- _WHAT TO WORK ON_: Render the rows below, from the line containing "target: **truck door**" through the end of the rows, as a numbered list that leaves out blank lines.
════════════════
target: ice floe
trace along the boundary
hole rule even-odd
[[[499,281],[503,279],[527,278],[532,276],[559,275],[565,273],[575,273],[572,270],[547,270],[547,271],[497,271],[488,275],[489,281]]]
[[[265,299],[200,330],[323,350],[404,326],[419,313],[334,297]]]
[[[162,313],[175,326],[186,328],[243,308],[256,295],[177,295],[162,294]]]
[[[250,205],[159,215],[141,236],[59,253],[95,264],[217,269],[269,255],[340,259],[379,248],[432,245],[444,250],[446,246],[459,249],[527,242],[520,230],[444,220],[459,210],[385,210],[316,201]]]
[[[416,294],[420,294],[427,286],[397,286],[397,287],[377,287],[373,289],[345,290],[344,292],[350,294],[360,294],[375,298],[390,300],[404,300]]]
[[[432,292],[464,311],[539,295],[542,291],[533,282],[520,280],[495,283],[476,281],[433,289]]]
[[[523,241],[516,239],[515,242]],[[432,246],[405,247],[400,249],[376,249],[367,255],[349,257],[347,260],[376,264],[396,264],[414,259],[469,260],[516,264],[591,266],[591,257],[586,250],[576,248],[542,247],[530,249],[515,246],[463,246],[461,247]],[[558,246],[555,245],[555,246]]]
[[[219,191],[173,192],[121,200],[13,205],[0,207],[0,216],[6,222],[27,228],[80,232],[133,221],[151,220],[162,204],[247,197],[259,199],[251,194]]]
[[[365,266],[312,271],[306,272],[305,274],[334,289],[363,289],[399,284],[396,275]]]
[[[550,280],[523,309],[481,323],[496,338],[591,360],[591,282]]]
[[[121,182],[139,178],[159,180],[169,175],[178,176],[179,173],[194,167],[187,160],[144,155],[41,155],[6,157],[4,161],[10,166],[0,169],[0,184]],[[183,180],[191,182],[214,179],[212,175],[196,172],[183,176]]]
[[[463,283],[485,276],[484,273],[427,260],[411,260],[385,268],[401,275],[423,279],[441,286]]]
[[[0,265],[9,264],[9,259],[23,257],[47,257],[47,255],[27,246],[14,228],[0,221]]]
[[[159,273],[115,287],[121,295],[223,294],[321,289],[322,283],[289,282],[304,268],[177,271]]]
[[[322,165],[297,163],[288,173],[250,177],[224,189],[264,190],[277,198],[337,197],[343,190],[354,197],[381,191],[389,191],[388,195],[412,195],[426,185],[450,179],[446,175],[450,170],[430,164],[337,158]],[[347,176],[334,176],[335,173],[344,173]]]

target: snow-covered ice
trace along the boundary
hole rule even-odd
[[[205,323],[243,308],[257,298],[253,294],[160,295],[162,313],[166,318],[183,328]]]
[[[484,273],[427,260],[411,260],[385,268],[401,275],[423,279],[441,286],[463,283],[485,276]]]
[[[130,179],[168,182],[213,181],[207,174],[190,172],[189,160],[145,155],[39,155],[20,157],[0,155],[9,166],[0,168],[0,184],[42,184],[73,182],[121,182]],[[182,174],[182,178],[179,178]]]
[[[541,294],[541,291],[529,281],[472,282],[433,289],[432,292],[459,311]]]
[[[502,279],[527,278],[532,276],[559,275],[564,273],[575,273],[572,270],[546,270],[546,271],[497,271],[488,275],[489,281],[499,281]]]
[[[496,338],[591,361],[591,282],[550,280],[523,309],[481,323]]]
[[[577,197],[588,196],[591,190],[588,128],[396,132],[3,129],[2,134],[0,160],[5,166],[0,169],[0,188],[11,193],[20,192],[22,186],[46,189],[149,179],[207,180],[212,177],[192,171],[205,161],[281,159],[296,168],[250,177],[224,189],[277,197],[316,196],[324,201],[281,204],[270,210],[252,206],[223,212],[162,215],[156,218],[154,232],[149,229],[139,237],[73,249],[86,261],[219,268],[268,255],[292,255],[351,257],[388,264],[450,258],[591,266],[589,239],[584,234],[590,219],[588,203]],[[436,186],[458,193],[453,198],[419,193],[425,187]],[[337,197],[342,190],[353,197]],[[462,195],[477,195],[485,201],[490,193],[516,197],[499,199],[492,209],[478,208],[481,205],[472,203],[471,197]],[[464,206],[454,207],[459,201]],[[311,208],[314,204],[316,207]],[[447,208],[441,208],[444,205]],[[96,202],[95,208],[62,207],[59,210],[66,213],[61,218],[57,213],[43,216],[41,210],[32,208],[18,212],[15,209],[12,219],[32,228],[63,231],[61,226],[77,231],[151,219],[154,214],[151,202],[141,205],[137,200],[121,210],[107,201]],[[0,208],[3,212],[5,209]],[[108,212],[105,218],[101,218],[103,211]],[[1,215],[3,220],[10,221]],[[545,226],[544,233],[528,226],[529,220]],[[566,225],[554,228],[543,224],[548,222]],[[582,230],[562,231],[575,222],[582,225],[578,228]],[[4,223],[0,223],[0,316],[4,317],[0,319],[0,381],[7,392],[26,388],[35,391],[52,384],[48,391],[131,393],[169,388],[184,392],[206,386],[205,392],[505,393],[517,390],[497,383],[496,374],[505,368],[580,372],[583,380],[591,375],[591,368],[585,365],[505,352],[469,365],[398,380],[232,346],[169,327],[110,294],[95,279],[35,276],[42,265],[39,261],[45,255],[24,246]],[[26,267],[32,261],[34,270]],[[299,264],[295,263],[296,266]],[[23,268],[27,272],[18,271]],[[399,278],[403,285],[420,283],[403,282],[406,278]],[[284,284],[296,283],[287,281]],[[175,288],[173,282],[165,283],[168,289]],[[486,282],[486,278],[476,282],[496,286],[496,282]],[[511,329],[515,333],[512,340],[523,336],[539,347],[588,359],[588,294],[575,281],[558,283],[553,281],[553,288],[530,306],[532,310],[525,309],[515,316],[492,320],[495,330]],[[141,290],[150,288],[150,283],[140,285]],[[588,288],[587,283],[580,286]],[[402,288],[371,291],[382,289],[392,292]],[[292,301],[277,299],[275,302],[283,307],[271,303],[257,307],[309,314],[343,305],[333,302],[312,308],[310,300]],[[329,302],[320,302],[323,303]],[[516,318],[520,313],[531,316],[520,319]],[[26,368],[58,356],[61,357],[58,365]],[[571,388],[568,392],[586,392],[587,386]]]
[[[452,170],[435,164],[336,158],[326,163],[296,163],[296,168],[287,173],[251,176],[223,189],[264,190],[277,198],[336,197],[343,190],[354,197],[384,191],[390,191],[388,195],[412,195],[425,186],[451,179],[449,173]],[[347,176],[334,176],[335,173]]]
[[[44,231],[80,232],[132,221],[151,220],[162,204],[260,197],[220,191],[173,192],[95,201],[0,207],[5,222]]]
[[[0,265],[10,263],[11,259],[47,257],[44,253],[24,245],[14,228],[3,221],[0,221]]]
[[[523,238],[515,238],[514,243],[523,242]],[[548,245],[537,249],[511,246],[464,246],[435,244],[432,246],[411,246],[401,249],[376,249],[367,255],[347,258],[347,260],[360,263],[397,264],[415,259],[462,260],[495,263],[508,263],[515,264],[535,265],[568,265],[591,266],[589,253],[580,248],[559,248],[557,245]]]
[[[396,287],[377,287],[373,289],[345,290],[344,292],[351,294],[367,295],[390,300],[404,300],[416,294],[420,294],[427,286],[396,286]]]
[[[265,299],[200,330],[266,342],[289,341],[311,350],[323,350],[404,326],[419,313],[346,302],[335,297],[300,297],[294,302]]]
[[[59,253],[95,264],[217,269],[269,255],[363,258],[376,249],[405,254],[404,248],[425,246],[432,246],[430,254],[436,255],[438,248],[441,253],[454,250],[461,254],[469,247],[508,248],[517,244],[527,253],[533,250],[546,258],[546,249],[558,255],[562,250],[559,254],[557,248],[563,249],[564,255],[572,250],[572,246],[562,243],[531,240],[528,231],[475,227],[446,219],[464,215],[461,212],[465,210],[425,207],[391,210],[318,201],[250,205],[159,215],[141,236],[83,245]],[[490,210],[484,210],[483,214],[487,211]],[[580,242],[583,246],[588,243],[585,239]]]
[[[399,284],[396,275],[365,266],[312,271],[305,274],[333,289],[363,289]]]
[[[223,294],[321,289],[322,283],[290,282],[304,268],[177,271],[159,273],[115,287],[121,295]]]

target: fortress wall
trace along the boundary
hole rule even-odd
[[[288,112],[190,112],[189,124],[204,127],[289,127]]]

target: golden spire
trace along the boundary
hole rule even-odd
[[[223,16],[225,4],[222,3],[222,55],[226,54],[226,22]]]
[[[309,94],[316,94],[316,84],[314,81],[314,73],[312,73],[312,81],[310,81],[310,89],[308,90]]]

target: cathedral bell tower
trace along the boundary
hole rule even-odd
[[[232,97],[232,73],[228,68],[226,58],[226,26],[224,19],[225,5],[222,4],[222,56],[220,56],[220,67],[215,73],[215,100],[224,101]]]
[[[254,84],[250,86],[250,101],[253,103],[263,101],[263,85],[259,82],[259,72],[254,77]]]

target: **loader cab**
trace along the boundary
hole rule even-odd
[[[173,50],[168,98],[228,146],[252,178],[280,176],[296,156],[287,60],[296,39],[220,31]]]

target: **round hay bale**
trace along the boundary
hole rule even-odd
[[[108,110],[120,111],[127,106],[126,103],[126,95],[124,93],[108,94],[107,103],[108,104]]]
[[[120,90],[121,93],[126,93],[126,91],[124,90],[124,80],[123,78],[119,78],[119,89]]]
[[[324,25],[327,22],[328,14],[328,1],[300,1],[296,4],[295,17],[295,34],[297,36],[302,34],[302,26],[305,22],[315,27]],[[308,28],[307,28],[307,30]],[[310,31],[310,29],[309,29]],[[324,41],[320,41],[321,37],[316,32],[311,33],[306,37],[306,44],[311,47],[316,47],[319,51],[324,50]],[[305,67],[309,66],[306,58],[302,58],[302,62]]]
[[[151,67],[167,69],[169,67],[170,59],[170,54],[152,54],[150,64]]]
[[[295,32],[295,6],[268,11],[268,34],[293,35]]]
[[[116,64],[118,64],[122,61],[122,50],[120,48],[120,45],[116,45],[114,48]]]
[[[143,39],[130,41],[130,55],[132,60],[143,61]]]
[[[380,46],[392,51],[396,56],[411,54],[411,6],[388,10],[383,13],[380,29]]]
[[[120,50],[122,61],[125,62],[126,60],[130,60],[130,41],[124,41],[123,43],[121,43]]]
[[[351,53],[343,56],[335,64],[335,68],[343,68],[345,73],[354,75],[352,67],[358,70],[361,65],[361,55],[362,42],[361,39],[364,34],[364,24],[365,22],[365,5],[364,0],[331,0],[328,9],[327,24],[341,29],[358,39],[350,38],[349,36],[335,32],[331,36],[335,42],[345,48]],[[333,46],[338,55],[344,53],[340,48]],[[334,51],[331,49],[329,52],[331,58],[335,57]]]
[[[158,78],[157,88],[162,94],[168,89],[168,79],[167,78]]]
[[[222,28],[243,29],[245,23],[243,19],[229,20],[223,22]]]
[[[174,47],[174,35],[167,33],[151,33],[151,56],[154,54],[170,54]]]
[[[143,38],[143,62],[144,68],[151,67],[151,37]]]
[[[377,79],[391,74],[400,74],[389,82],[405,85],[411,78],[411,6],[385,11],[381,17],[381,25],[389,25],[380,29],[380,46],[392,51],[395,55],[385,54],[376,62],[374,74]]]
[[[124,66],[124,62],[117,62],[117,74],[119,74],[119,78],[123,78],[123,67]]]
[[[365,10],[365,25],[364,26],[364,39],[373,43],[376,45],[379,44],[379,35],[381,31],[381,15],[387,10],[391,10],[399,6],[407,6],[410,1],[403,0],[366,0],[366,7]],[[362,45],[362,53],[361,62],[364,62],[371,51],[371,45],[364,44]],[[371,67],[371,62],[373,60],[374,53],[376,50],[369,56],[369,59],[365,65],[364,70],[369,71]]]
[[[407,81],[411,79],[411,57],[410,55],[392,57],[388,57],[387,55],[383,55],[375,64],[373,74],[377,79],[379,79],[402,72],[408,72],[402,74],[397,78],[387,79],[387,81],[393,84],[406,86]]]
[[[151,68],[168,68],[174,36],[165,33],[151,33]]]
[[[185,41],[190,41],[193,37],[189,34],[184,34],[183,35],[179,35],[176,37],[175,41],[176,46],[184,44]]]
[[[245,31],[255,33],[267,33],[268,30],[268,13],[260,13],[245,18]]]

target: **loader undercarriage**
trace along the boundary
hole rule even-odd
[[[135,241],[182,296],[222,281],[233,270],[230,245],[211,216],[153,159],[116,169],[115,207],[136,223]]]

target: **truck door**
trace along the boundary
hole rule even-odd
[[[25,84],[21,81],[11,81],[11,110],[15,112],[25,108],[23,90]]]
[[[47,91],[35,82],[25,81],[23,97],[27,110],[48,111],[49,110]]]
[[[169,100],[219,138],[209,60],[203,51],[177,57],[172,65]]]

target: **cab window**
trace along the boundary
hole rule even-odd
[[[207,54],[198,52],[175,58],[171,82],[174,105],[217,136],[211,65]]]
════════════════
- _ANSWER_:
1. target: **truck door**
2. trace along the boundary
3. hole rule even-odd
4. [[[25,84],[21,81],[11,81],[11,110],[15,112],[25,108],[23,90]]]
5. [[[47,91],[35,82],[25,81],[23,97],[27,110],[48,111],[49,110]]]
6. [[[169,100],[219,138],[209,60],[203,51],[177,57],[172,65]]]
7. target: **cab window**
8. trace along the boundary
9. hole rule even-odd
10. [[[207,54],[198,52],[175,58],[171,82],[174,105],[217,136],[211,65]]]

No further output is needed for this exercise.